TASK INSTRUCTIONS —
Extract, word for word, each line from the line holding "foliage and place a point on every instance?" through the end of the records. Omit every picture.

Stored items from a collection

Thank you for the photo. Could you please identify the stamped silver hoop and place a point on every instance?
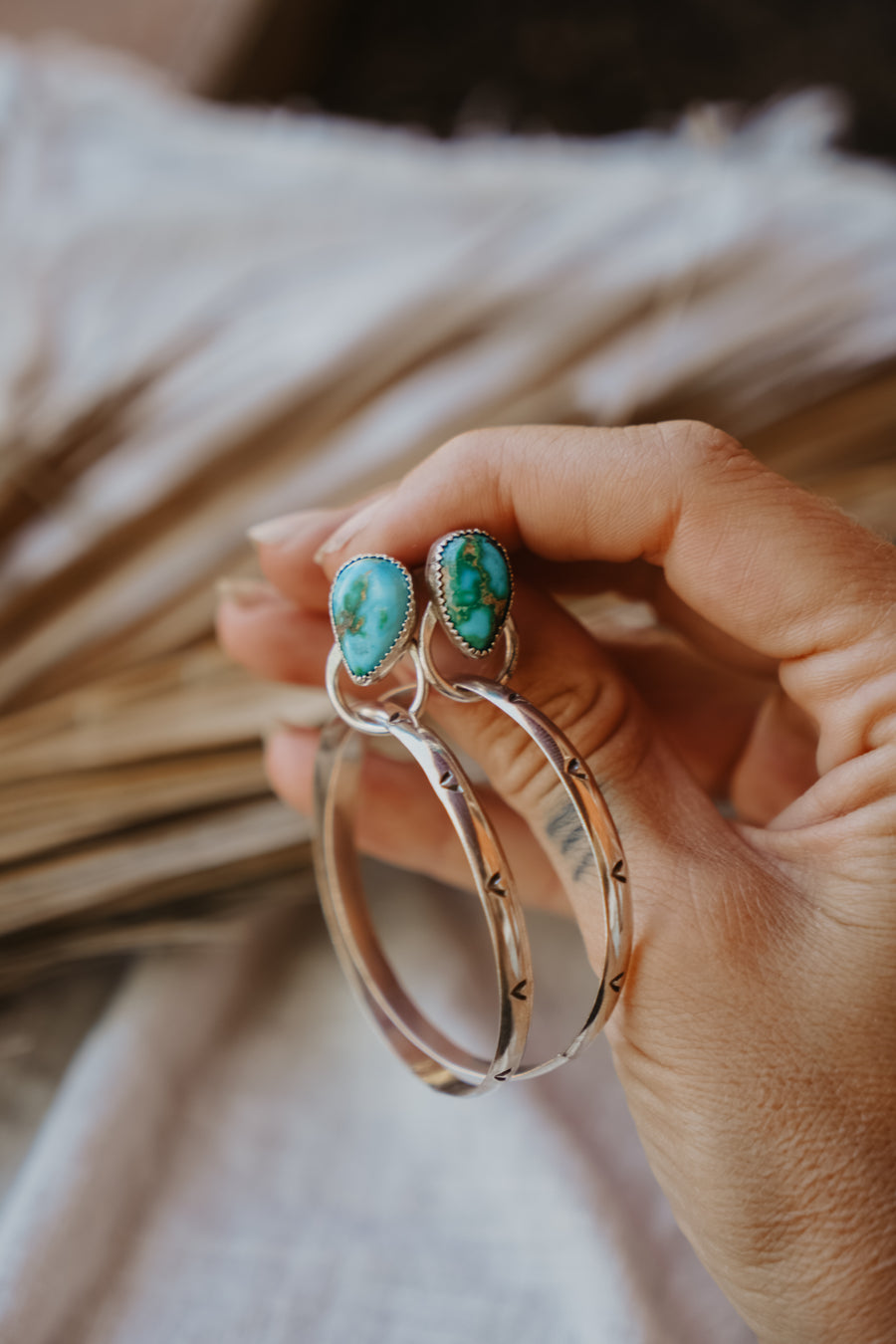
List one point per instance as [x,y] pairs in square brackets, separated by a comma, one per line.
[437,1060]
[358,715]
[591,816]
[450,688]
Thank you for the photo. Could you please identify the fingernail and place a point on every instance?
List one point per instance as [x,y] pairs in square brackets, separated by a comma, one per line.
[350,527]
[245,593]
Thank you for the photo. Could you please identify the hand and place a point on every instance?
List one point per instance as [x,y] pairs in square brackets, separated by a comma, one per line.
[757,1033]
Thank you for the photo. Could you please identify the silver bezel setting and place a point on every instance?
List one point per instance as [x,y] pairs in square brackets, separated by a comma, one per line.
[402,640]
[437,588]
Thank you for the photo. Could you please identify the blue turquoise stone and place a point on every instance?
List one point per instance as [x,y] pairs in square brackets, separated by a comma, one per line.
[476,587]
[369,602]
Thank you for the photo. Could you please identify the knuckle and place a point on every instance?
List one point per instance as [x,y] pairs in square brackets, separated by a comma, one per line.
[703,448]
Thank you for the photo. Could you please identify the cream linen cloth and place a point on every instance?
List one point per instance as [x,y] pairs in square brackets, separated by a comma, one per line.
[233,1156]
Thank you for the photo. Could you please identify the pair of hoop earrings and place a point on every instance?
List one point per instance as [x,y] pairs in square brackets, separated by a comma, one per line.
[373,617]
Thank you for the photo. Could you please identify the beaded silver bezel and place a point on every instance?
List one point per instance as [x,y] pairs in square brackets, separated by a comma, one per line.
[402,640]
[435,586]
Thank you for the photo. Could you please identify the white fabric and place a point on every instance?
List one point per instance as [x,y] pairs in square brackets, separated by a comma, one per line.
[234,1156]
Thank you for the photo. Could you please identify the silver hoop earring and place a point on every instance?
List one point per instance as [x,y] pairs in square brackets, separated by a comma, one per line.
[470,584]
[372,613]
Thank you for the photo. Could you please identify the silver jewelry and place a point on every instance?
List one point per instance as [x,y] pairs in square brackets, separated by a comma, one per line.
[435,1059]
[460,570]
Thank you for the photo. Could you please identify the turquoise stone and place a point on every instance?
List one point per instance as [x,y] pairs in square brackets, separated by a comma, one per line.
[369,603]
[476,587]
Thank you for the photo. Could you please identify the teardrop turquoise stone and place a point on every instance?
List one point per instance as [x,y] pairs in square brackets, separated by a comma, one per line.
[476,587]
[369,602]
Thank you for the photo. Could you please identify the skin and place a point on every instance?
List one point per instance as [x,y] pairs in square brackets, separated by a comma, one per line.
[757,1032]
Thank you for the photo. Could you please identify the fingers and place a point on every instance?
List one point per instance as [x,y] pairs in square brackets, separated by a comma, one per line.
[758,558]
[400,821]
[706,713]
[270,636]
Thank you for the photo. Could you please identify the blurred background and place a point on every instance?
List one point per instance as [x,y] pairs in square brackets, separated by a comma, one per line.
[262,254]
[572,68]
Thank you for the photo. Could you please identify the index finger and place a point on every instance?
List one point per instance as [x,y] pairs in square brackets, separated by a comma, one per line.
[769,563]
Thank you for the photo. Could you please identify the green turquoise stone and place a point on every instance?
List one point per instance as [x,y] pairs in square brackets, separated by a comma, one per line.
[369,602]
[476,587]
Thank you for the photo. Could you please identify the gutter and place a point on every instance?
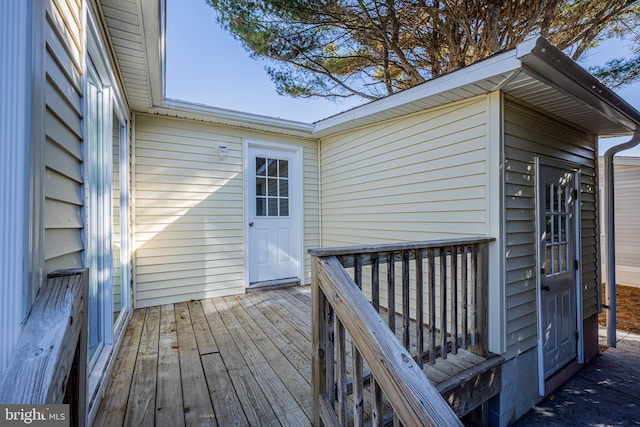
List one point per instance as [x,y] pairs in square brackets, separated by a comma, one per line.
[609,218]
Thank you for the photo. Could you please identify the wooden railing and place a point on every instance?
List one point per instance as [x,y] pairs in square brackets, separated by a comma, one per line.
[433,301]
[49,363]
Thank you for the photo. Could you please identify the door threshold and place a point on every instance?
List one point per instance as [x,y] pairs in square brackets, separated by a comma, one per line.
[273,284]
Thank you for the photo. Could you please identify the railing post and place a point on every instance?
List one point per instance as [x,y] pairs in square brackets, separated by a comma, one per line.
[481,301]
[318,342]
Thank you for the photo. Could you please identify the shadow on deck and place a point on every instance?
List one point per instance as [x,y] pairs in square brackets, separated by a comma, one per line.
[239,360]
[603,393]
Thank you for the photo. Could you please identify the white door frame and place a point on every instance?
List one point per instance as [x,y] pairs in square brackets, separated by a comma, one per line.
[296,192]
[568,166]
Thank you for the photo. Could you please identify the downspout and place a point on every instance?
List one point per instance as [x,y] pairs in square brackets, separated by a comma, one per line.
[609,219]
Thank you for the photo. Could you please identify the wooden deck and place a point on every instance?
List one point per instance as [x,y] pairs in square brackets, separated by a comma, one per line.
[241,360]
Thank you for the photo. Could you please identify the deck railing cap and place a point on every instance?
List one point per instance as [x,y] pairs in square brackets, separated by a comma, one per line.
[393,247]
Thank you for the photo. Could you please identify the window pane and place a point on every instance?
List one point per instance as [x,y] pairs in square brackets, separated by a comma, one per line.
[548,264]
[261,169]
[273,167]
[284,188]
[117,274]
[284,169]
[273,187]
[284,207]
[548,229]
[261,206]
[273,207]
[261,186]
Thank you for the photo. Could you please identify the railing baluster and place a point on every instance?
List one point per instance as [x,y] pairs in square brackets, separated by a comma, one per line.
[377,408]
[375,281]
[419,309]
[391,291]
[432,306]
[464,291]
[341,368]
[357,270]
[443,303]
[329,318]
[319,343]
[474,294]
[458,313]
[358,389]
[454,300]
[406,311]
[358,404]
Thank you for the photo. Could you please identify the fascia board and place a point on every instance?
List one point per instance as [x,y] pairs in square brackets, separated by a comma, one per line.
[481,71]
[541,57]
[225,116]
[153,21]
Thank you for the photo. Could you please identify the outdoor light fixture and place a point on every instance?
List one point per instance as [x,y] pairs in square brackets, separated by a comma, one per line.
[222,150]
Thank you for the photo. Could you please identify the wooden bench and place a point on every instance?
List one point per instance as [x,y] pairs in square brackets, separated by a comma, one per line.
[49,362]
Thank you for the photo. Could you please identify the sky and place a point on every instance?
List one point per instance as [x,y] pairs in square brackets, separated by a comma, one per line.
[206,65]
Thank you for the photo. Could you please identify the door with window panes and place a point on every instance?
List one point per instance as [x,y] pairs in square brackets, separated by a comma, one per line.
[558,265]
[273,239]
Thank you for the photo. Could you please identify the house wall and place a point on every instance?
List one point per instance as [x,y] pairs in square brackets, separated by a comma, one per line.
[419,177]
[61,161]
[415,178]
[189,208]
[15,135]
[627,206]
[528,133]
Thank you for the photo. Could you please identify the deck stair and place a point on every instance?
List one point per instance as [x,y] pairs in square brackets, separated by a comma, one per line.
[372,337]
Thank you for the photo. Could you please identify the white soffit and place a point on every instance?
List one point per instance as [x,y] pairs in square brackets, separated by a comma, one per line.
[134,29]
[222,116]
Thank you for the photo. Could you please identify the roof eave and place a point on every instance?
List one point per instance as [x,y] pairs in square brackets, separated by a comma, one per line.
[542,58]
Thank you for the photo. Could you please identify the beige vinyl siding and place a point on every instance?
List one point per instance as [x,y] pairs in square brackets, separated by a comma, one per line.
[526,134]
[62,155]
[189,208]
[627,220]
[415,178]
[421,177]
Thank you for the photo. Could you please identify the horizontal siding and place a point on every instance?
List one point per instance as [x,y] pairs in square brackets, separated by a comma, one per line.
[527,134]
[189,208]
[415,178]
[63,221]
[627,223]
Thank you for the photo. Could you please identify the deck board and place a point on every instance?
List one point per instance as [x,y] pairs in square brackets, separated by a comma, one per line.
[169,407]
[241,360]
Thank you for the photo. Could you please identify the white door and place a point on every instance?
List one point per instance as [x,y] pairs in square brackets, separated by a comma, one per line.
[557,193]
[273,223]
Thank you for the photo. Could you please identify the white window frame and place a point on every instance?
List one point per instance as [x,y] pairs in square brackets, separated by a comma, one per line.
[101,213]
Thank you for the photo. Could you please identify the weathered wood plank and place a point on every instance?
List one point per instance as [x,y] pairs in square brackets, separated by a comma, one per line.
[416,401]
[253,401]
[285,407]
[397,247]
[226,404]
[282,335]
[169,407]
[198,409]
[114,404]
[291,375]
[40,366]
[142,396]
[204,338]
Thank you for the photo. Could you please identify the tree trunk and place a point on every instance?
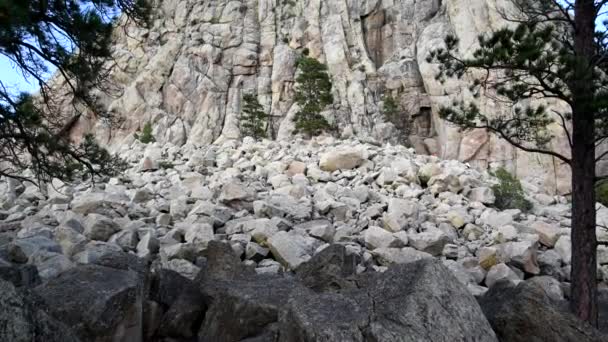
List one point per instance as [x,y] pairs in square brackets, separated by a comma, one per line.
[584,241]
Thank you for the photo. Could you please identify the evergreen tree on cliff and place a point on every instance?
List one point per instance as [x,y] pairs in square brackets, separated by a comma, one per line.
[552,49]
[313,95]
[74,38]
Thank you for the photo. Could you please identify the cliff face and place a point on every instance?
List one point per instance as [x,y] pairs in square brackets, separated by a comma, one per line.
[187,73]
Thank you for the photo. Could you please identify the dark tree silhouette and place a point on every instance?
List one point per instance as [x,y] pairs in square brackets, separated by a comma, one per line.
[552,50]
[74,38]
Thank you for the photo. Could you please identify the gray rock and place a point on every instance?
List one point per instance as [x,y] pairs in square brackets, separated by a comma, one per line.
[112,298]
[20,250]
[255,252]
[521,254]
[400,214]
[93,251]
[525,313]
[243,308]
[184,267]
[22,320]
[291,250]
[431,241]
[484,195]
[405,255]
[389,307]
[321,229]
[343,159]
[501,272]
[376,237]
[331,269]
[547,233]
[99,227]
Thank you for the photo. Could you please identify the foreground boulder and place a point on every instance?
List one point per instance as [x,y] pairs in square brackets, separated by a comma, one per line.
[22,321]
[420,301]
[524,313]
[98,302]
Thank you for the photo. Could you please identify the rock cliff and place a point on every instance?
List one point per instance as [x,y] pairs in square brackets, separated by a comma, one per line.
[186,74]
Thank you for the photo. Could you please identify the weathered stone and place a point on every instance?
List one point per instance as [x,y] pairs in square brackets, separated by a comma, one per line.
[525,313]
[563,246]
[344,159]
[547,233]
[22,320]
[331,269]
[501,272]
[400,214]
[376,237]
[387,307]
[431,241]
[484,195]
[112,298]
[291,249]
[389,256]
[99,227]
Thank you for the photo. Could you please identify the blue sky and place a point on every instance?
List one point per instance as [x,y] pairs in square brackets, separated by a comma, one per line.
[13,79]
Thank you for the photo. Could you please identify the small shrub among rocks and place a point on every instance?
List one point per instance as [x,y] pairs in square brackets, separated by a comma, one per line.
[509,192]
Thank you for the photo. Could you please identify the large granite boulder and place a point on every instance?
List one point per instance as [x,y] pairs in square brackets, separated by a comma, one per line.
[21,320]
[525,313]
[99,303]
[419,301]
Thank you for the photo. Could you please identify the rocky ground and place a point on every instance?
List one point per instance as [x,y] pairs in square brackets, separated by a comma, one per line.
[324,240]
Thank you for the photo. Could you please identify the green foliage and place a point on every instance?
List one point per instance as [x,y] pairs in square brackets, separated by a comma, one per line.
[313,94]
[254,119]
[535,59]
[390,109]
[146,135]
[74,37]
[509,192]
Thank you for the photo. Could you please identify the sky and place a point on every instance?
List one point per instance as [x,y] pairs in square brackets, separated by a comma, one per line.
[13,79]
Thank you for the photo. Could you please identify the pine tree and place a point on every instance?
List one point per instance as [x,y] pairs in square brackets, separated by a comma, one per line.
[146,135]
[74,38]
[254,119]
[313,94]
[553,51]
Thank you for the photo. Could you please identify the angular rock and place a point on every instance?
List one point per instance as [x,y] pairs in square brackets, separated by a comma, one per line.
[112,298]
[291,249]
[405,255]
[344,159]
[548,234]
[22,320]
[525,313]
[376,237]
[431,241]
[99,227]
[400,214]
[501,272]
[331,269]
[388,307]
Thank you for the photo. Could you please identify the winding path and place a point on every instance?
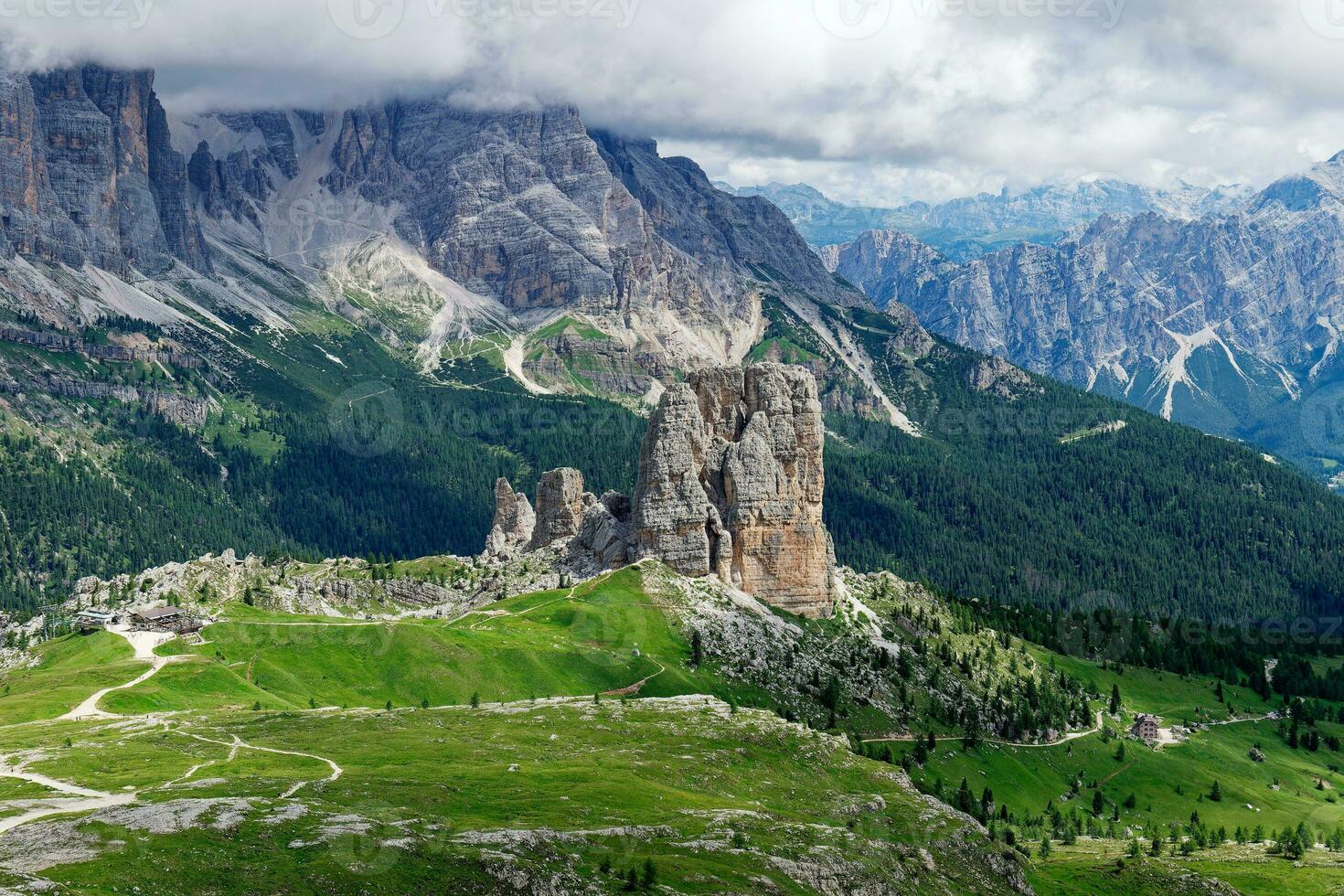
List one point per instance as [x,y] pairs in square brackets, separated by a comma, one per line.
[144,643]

TASK OUTPUT —
Thank you for the photo. Could you please identify the green foliage and place a point on every instance?
List one point per instance as [x,y] pairs in square brackets, separated by a comma, one per line.
[313,94]
[254,119]
[535,59]
[390,109]
[146,135]
[74,37]
[509,192]
Thank you for the photo. Could you please identify the sky and place a point on every instance?
List one point per instance as [x,y] pairs in square brackets, separated by a comma, one per line.
[13,79]
Thank you for the photo. Could you please identify the pine tree and place a point on every instance?
List one point per instance as [x,y] pairs in square brackets, separated by a comma, one per line.
[146,135]
[74,38]
[254,119]
[313,94]
[553,51]
Thank you for the photo. Could you please identify the angular rock and place a point on every instance?
List one point per instance as [x,y] pairs in square brackets, separated by a comma, one per line.
[112,298]
[291,249]
[405,255]
[344,159]
[548,234]
[22,320]
[525,313]
[376,237]
[431,241]
[99,227]
[400,214]
[501,272]
[331,269]
[388,307]
Thank you for the photo. Could you please identify the winding path and place a point on every instance?
List one point per instance as [x,y] pairs in square brackets, separated by a comma, one per line.
[144,643]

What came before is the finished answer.